[Pointing items for named objects]
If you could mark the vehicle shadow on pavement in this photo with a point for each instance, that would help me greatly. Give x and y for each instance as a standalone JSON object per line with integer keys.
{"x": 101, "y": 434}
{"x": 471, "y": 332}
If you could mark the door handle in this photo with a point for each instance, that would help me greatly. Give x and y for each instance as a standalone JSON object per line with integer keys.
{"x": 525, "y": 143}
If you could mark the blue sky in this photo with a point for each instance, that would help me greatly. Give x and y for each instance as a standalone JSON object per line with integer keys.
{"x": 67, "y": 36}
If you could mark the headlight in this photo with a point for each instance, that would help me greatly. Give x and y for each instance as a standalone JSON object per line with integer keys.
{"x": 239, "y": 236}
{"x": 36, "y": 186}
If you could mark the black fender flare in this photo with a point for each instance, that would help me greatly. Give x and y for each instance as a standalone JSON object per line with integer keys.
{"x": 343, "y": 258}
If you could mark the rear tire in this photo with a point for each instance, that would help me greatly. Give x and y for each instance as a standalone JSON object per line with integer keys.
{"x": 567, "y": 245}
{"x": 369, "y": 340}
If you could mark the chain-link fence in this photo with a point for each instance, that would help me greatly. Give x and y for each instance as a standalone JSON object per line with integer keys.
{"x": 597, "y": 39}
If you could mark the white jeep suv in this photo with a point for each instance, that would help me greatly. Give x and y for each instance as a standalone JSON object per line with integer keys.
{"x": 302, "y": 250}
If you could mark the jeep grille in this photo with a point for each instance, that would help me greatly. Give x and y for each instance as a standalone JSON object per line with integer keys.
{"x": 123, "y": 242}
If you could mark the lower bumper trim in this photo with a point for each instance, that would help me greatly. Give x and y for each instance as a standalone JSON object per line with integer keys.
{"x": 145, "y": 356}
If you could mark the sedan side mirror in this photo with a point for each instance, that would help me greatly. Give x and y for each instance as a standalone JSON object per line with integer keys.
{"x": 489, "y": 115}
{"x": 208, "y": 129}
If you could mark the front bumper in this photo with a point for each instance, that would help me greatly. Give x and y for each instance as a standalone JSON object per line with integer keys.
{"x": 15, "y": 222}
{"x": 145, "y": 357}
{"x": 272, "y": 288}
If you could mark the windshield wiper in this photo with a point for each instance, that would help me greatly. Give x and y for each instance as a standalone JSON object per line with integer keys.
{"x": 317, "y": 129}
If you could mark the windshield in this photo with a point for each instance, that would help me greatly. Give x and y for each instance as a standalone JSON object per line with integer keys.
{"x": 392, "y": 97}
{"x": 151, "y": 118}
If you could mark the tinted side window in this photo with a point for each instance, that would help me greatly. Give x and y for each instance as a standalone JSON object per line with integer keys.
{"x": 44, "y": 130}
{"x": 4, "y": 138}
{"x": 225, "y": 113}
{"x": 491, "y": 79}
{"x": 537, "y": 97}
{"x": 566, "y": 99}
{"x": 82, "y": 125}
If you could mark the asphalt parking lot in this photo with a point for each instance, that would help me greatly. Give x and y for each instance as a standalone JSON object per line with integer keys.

Your instructions: Can you present the stretch from the line containing "If you could mark the tinted" through the end of the items as a Markdown table with the columns Row and Line, omitting any blank lines?

Response to this exercise:
| Row | Line |
|---|---|
| 1 | If you could mark the tinted side window in this photo with a point for each instance, that would help me greatly. Give x and y for each instance as a standalone JSON object per line with integer keys. |
| 2 | {"x": 44, "y": 130} |
| 3 | {"x": 4, "y": 138} |
| 4 | {"x": 225, "y": 113} |
| 5 | {"x": 491, "y": 79} |
| 6 | {"x": 537, "y": 97} |
| 7 | {"x": 566, "y": 99} |
| 8 | {"x": 82, "y": 125} |
| 9 | If you could mark the asphalt parking lot in this photo with a point for each instance, that would help me greatly. Give x and y for each instance as a standalone JSON object per line with integer keys. |